Data supplied -
--- --- ---
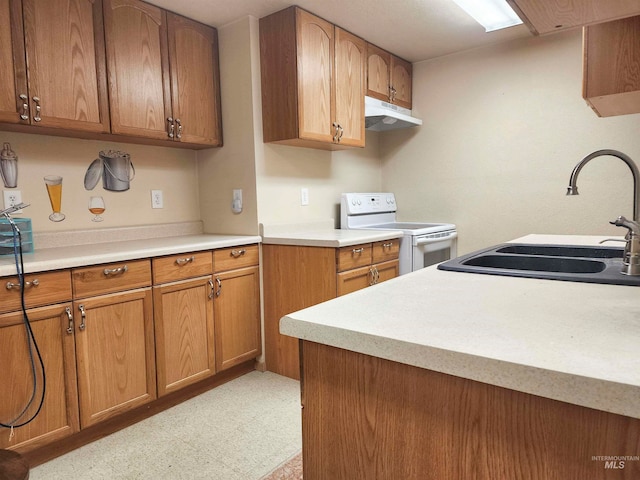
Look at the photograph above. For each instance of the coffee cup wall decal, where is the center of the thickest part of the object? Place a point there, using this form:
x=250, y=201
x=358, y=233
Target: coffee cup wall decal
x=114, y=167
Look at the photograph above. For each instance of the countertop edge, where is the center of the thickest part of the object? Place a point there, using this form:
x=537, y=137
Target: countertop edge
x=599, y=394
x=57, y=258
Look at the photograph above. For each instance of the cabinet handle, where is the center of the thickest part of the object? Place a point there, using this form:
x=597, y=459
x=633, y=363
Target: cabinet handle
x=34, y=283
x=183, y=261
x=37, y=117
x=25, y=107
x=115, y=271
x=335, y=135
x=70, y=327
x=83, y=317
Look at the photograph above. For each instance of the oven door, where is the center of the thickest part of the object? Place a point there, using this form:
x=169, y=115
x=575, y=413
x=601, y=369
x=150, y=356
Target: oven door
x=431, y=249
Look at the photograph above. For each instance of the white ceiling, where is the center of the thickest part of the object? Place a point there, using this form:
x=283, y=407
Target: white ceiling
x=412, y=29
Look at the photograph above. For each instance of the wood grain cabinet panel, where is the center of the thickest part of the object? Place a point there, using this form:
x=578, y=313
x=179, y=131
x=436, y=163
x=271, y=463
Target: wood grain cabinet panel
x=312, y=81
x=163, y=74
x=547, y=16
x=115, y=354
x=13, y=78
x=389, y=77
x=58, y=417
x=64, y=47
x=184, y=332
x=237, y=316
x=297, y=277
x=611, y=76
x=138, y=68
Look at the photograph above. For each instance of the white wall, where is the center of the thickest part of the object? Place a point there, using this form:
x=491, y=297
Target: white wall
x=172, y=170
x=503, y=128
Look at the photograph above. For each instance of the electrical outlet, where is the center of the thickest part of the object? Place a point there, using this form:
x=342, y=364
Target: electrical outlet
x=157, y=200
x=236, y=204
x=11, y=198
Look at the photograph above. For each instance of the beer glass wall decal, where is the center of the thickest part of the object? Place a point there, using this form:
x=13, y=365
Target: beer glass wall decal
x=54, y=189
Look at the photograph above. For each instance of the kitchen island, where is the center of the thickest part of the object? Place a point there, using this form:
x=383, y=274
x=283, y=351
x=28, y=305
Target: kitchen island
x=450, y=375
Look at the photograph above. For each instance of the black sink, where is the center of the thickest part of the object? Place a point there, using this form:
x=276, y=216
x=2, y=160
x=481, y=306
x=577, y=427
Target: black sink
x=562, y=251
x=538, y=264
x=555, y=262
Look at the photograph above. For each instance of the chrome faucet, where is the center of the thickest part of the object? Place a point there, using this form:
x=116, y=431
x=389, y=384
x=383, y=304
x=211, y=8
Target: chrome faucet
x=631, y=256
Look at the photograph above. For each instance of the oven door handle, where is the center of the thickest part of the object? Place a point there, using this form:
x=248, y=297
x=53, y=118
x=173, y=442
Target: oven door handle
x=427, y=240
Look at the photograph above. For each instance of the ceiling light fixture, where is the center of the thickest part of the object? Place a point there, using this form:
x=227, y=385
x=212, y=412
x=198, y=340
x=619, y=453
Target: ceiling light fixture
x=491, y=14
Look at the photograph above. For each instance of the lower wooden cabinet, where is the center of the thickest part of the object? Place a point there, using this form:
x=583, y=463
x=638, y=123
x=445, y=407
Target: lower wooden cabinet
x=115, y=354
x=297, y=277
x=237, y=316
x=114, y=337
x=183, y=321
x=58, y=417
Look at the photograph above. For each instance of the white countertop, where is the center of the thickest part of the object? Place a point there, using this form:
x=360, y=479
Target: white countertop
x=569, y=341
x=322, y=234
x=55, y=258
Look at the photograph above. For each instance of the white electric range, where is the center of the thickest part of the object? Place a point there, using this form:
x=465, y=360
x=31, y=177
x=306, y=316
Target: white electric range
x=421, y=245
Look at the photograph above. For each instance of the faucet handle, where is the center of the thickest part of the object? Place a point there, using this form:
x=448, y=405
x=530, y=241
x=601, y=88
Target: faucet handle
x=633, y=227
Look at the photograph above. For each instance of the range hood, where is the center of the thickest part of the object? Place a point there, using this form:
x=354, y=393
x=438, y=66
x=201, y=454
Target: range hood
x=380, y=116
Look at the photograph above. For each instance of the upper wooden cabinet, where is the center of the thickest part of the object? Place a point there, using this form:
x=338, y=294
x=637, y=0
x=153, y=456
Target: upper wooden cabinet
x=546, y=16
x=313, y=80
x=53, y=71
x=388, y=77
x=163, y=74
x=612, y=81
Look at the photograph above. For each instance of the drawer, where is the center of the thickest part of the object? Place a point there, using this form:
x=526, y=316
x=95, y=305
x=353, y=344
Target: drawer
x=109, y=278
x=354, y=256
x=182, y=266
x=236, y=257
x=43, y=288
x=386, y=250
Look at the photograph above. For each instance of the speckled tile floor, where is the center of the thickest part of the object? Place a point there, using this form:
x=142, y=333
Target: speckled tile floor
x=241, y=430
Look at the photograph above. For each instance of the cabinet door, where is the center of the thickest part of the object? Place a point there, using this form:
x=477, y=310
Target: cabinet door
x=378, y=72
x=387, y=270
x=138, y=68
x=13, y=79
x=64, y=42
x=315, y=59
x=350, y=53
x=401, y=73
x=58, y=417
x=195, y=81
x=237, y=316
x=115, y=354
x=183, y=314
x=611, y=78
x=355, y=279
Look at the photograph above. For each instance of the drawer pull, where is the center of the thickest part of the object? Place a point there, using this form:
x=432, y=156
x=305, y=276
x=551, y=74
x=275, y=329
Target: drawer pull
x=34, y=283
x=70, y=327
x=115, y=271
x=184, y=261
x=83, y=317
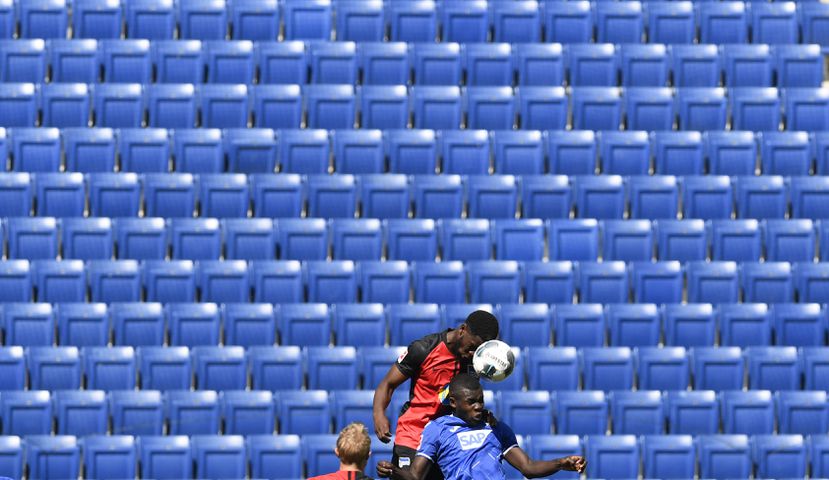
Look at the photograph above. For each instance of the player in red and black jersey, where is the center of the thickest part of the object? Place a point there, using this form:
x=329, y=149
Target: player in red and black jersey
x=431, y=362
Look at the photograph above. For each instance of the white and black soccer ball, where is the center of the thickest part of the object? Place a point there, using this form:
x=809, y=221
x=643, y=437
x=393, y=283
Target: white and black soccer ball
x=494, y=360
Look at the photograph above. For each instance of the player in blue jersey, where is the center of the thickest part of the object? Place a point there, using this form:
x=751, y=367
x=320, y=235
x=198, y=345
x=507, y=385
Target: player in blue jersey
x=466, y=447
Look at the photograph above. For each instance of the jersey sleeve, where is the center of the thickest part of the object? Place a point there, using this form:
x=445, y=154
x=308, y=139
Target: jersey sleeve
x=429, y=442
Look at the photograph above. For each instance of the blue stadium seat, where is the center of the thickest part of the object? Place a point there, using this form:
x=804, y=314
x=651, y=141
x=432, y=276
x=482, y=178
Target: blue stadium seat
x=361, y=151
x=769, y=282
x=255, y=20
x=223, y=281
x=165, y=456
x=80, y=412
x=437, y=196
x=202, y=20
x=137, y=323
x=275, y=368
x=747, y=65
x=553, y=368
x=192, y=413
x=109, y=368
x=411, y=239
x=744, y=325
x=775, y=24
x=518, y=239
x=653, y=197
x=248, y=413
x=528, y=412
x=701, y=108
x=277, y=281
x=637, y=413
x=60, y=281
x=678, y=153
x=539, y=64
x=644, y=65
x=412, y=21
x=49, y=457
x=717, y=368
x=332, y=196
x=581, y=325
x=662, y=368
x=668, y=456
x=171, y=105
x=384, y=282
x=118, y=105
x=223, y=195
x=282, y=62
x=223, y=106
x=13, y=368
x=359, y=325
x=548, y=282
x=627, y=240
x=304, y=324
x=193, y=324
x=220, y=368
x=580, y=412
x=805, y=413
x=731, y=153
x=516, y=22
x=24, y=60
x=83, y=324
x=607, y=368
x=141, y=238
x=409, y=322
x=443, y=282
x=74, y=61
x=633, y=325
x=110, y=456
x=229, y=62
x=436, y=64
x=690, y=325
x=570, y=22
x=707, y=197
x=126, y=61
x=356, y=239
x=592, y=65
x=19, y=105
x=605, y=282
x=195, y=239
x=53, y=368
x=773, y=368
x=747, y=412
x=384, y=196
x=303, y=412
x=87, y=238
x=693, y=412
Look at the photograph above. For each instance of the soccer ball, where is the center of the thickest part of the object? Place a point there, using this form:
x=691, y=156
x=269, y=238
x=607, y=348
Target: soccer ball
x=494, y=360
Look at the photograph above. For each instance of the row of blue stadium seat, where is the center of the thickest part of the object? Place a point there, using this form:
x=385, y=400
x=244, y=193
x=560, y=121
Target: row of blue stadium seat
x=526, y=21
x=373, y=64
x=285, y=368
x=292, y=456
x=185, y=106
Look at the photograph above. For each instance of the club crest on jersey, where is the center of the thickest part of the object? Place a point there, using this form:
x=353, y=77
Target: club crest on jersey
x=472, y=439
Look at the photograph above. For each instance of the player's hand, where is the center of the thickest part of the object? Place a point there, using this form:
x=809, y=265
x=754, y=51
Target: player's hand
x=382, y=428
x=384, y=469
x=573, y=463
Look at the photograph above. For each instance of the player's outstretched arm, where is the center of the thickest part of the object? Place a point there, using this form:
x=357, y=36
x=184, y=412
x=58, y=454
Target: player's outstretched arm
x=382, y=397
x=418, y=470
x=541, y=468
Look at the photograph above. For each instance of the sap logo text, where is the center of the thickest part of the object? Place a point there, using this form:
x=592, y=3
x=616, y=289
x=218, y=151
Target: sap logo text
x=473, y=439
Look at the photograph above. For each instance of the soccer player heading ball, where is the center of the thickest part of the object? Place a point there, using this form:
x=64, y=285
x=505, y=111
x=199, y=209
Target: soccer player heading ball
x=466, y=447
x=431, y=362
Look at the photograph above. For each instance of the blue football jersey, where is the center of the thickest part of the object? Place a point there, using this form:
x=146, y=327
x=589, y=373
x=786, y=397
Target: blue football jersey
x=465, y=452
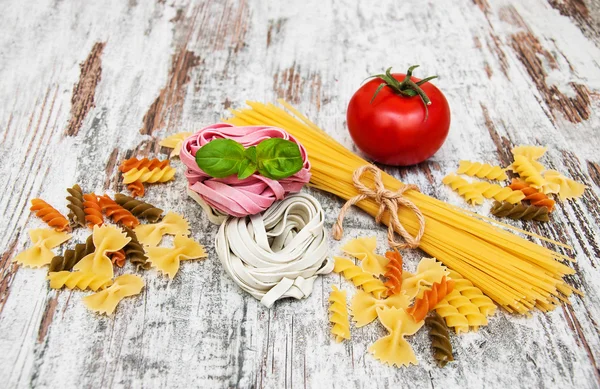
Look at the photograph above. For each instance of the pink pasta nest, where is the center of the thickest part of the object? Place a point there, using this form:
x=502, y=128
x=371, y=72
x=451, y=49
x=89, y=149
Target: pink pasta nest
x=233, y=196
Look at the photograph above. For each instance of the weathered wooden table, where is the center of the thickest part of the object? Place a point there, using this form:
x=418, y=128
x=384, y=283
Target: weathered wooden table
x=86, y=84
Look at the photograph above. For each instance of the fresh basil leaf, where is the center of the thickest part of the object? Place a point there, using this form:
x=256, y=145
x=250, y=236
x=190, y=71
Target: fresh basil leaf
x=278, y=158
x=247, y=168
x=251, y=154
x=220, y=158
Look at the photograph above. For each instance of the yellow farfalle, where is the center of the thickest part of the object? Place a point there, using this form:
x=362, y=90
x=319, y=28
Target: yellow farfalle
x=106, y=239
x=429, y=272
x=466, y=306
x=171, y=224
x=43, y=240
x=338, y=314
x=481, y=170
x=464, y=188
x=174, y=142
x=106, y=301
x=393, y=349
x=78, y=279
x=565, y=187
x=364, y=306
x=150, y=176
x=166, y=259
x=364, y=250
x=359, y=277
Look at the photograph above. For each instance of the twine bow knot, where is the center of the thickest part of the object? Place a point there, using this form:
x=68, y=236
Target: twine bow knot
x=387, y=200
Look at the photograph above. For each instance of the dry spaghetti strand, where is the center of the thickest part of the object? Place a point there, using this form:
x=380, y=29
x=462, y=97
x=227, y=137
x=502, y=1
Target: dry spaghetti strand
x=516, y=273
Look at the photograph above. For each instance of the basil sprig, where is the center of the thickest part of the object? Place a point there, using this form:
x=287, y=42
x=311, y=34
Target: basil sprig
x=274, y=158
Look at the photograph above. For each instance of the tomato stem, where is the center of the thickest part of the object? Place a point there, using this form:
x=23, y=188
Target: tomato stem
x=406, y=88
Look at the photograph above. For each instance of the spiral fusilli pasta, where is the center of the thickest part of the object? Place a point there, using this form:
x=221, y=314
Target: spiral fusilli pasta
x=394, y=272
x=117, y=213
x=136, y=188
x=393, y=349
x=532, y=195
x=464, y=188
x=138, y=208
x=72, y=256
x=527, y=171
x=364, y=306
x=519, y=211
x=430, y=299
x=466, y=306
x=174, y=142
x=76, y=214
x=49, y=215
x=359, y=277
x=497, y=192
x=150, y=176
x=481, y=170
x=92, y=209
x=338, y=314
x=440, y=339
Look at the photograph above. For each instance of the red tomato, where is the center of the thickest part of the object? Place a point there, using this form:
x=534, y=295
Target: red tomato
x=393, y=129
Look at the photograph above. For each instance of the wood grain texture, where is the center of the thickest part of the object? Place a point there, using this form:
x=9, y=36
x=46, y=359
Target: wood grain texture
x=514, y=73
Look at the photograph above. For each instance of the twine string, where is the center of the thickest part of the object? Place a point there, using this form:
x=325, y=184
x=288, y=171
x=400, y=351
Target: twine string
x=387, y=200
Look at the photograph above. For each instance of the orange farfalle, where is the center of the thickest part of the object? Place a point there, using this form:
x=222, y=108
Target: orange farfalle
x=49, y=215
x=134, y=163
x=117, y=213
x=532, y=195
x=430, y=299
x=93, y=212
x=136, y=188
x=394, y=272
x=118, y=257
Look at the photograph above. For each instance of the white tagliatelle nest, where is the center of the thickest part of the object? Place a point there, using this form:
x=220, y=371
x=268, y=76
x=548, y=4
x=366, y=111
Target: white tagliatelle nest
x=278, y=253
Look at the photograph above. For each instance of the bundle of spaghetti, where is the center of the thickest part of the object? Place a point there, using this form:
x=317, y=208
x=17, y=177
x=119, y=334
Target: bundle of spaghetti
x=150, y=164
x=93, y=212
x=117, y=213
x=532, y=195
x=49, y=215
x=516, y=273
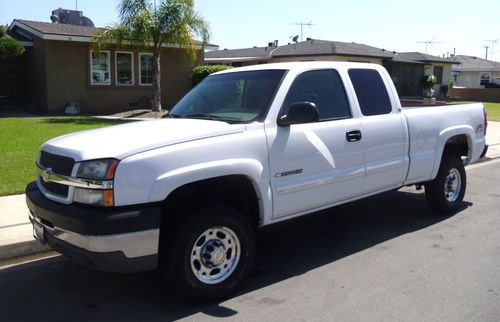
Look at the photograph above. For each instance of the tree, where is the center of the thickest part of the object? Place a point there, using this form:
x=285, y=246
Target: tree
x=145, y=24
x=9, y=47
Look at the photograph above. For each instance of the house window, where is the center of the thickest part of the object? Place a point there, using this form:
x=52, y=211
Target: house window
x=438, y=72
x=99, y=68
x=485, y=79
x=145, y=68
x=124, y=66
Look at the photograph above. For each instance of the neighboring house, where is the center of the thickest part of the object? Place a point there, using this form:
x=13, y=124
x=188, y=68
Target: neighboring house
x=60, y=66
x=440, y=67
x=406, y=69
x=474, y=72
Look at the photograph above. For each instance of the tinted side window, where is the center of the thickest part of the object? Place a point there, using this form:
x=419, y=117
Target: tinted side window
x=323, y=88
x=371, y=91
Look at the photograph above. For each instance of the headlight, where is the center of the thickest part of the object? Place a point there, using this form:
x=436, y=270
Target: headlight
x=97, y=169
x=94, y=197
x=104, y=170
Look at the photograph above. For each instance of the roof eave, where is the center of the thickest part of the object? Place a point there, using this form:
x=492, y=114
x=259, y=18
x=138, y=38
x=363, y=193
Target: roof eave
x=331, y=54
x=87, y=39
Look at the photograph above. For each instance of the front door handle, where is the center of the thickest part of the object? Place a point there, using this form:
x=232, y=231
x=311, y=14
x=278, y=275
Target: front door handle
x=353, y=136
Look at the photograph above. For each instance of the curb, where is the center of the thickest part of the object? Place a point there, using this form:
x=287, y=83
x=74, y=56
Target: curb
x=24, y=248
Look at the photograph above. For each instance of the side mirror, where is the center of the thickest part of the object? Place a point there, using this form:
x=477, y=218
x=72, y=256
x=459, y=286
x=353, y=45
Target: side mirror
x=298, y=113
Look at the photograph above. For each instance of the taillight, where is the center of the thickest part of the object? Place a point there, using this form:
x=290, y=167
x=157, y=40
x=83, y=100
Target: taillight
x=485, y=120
--- --- ---
Could you transcribe the entries above word for word, from the line with "x=597, y=459" down to the line with "x=150, y=356", keeping both?

Result below -
x=597, y=459
x=633, y=363
Target: cabinet handle
x=34, y=283
x=183, y=261
x=37, y=117
x=25, y=107
x=115, y=271
x=335, y=135
x=70, y=327
x=83, y=317
Look at the photograph above. For each instance of the oven door, where is the center of the thickest part of the object? Place a point there, using this form:
x=169, y=115
x=575, y=413
x=601, y=369
x=150, y=356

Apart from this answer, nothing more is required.